■ **Document text**:
○ ○ ○ ○ ○ ○ ○

How do you find if the string begins with a capital letter or a digit in java?

Question

it involves methods, strings, arrays, and files.

This is part of my code: There is a nullpointer exception when I try to call in main. pls, help.

public static boolean isCapOrDigit(String[] arr){
        for(int i=0;i<arr[i].length();i++){
            if(Character.isUpperCase(arr[i].charAt(0)) && Character.isDigit(arr[i].charAt(0))){
                return true;
            }
        }
        return false;
    }

Answer 1

Your bug is subtle.

   for (int i = 0; i < arr[i].length(); i++) {

is apparently supposed to iterate over the strings in arr. But it won't necessarily stop at the end ... because the stop condition for the for loop is incorrect.

○ ○ ○ ○ ○ ○ ○

■ **Dataset content**:

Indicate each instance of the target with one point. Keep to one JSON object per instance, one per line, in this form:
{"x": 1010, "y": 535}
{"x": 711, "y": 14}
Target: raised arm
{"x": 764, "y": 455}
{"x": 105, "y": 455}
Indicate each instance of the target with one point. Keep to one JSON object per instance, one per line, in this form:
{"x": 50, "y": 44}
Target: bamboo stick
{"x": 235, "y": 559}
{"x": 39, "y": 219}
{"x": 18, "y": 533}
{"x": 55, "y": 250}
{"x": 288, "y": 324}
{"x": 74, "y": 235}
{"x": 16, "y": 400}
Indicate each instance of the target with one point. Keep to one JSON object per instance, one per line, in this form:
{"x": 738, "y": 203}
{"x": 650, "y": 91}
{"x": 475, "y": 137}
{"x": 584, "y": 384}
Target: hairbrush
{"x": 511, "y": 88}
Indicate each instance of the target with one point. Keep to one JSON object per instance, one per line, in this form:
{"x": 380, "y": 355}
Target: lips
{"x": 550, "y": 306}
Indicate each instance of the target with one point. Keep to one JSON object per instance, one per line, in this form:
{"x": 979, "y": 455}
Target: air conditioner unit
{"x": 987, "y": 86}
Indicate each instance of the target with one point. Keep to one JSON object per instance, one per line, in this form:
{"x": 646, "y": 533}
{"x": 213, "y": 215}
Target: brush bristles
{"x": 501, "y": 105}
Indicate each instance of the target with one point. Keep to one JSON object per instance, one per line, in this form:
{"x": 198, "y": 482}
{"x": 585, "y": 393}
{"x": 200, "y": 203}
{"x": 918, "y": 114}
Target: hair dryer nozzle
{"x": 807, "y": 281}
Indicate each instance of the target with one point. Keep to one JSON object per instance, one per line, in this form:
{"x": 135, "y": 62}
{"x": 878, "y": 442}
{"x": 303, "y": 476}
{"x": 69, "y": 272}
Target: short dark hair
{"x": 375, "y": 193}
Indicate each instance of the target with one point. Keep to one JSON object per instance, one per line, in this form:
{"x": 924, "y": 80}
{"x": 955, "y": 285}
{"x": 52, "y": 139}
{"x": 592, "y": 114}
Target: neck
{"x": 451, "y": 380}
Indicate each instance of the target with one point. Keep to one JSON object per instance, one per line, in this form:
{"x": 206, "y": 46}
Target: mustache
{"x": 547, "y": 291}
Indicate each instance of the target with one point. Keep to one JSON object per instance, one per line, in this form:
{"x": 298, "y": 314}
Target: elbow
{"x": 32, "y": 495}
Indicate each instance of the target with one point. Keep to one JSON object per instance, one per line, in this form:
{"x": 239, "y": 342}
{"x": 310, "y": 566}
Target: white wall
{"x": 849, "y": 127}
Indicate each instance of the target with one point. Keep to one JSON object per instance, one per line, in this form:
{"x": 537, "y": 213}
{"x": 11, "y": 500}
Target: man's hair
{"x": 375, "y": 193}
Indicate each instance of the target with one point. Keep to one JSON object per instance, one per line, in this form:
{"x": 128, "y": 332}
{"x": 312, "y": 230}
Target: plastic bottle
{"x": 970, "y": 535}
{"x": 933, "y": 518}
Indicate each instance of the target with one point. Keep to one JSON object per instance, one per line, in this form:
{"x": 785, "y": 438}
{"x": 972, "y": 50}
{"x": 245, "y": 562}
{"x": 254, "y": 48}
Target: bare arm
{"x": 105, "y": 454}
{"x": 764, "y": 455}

○ ○ ○ ○ ○ ○ ○

■ **Do this**: Continue the Java thread on testing whether a string starts with a capital letter or a digit, writing the next part of Answer 1 after its final sentence.

■ **Result of this task**:
The expression arr[i].length() gives you the number of characters in the i'th string, not the number of strings in an array. You need this:

   for (int i = 0; i < arr.length; i++) {

---

There could be a second problem as well. The above bug will give you an ArrayIndexOutOfBoundsException. But if you are getting a NullPointerException, that implies that your method is being called with an array that contains null values. To my mind, that is really an error in the code that calls isCapOrDigit.

And I suspect that the entire method is flawed. Is this method supposed to test one string, or multiple strings?

• In the former case, why are you passing it an array of strings?
• In the latter case, what are you supposed to return if some of the strings match the criteria and others don't?

---

There are elements, 10 elements of a string array. I'm reading it from a file.

Well it appears that you are not actually reading exactly 10 elements and putting them all into the array correctly. Some of the array elements appear to be null.

---

Finally, this is incorrect:

  if (Character.isUpperCase(arr[i].charAt(0))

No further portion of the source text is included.